Present every line of the records below as a Markdown table with the columns "No." and "Record line", skipping blank lines. Leave the pictures out.

-- START OF Supplied material --

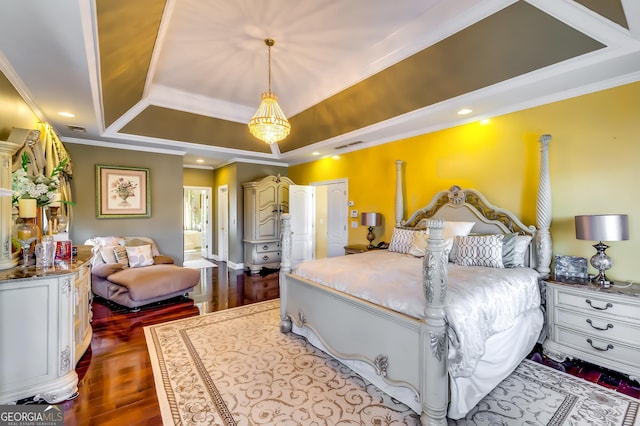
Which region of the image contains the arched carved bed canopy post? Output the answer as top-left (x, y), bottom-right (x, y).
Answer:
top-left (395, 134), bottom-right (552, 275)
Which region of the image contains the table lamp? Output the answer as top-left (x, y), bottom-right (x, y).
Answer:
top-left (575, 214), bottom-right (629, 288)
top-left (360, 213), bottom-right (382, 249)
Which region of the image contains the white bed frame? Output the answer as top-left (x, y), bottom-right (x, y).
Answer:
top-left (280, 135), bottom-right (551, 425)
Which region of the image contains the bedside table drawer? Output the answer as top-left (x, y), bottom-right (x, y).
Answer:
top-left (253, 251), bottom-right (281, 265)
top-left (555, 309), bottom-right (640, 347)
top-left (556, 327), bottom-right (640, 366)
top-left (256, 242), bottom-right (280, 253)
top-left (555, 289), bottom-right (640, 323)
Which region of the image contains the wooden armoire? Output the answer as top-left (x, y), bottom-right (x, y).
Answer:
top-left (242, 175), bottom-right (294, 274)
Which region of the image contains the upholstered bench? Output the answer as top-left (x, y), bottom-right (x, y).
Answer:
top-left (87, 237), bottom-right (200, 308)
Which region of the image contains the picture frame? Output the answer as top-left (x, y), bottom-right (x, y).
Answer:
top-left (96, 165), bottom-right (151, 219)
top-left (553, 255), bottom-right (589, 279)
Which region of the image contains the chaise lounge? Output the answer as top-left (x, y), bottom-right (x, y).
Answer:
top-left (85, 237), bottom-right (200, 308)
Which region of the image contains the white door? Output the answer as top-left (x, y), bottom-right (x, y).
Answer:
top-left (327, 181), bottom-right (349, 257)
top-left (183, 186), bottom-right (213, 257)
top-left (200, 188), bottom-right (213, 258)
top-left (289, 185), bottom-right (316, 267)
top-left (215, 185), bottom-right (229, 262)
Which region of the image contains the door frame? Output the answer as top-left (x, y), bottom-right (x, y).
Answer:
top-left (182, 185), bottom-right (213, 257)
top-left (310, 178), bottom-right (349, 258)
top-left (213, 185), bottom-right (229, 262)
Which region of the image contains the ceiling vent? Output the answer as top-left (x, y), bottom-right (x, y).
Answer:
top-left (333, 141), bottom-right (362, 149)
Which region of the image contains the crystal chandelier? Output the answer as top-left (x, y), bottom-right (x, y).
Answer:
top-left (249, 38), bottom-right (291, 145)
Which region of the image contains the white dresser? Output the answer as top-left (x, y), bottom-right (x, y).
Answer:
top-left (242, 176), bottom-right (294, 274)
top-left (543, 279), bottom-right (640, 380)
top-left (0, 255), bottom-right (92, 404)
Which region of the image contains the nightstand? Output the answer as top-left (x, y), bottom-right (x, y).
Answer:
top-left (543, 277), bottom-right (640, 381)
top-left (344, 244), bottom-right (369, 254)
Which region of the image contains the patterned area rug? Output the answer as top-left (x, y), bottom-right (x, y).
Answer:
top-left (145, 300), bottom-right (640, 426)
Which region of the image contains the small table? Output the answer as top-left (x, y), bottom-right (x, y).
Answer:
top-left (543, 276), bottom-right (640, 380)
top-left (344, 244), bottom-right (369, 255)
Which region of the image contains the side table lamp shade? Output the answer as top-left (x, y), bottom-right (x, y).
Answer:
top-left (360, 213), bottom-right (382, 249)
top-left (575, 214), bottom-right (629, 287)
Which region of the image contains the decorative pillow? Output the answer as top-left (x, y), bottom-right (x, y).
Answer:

-- END OF Supplied material --

- **Solution for this problem**:
| No. | Record line |
|---|---|
| 1 | Which region of the image contains the arched carved bed canopy post? Output the answer as top-left (x, y), bottom-right (x, y). |
| 2 | Answer: |
| 3 | top-left (395, 134), bottom-right (552, 275) |
| 4 | Which region of the image contains the table lamp? Output the answer as top-left (x, y), bottom-right (x, y). |
| 5 | Answer: |
| 6 | top-left (575, 214), bottom-right (629, 288) |
| 7 | top-left (360, 213), bottom-right (382, 249) |
| 8 | Which region of the image contains the white bed frame? Output the answer as top-left (x, y), bottom-right (x, y). |
| 9 | Answer: |
| 10 | top-left (280, 135), bottom-right (551, 425) |
| 11 | Which region of the image contains the bedside table drawer? Output the answer as top-left (x, y), bottom-right (x, y). |
| 12 | Answer: |
| 13 | top-left (253, 251), bottom-right (281, 265) |
| 14 | top-left (555, 309), bottom-right (640, 347) |
| 15 | top-left (556, 327), bottom-right (640, 366) |
| 16 | top-left (256, 242), bottom-right (280, 253) |
| 17 | top-left (555, 289), bottom-right (640, 323) |
| 18 | Which region of the image contains the wooden armoire? Output the answer as top-left (x, y), bottom-right (x, y). |
| 19 | Answer: |
| 20 | top-left (242, 175), bottom-right (294, 274) |
| 21 | Which region of the image contains the upholstered bench? Output the answer as top-left (x, y), bottom-right (x, y). |
| 22 | Answer: |
| 23 | top-left (87, 237), bottom-right (200, 308) |
| 24 | Which region of the image contains the picture frame? Output the answer as top-left (x, y), bottom-right (x, y). |
| 25 | Answer: |
| 26 | top-left (96, 165), bottom-right (151, 219) |
| 27 | top-left (553, 255), bottom-right (589, 279) |
| 28 | Which region of the image contains the chaise lounge? Output the answer as top-left (x, y), bottom-right (x, y). |
| 29 | Answer: |
| 30 | top-left (85, 237), bottom-right (200, 308) |
| 31 | Which region of the image contains the white door? Output the answer as top-left (x, y), bottom-right (x, y). |
| 32 | Answer: |
| 33 | top-left (327, 181), bottom-right (349, 257) |
| 34 | top-left (183, 186), bottom-right (213, 257) |
| 35 | top-left (200, 188), bottom-right (213, 258) |
| 36 | top-left (289, 185), bottom-right (316, 267) |
| 37 | top-left (215, 185), bottom-right (229, 262) |
| 38 | Which region of the image contains the door frame? Output the answer as top-left (x, y), bottom-right (x, y). |
| 39 | Answer: |
| 40 | top-left (182, 185), bottom-right (213, 257) |
| 41 | top-left (310, 178), bottom-right (349, 258) |
| 42 | top-left (213, 185), bottom-right (229, 262) |
| 43 | Which region of the image contains the ceiling vent? Output the answer as top-left (x, y), bottom-right (x, y). |
| 44 | Answer: |
| 45 | top-left (333, 141), bottom-right (362, 149) |
| 46 | Which region of the image contains the crystal chandelier? Output the answer as top-left (x, y), bottom-right (x, y). |
| 47 | Answer: |
| 48 | top-left (249, 38), bottom-right (291, 145) |
| 49 | Which region of the image contains the white dresser? Output the answer as top-left (x, y), bottom-right (x, y). |
| 50 | Answer: |
| 51 | top-left (242, 176), bottom-right (294, 274) |
| 52 | top-left (543, 279), bottom-right (640, 380) |
| 53 | top-left (0, 255), bottom-right (92, 404) |
| 54 | Which region of the image contains the nightstand? Output the answer as top-left (x, y), bottom-right (x, y). |
| 55 | Answer: |
| 56 | top-left (543, 277), bottom-right (640, 381) |
| 57 | top-left (344, 244), bottom-right (369, 254) |
| 58 | Which region of the image contains the patterned area rug? Output the answer as top-left (x, y), bottom-right (x, y). |
| 59 | Answer: |
| 60 | top-left (145, 300), bottom-right (640, 426) |
| 61 | Which region of the image contains the small table? Output the answer as top-left (x, y), bottom-right (x, y). |
| 62 | Answer: |
| 63 | top-left (543, 276), bottom-right (640, 380) |
| 64 | top-left (344, 244), bottom-right (369, 255) |
| 65 | Which region of the image contains the side table lamp shade? Output the answer as top-left (x, y), bottom-right (x, y). |
| 66 | Answer: |
| 67 | top-left (360, 213), bottom-right (382, 249) |
| 68 | top-left (575, 214), bottom-right (629, 287) |
| 69 | Which region of the image contains the decorative pillow? Output the answer as top-left (x, y), bottom-right (x, y). |
| 70 | Answer: |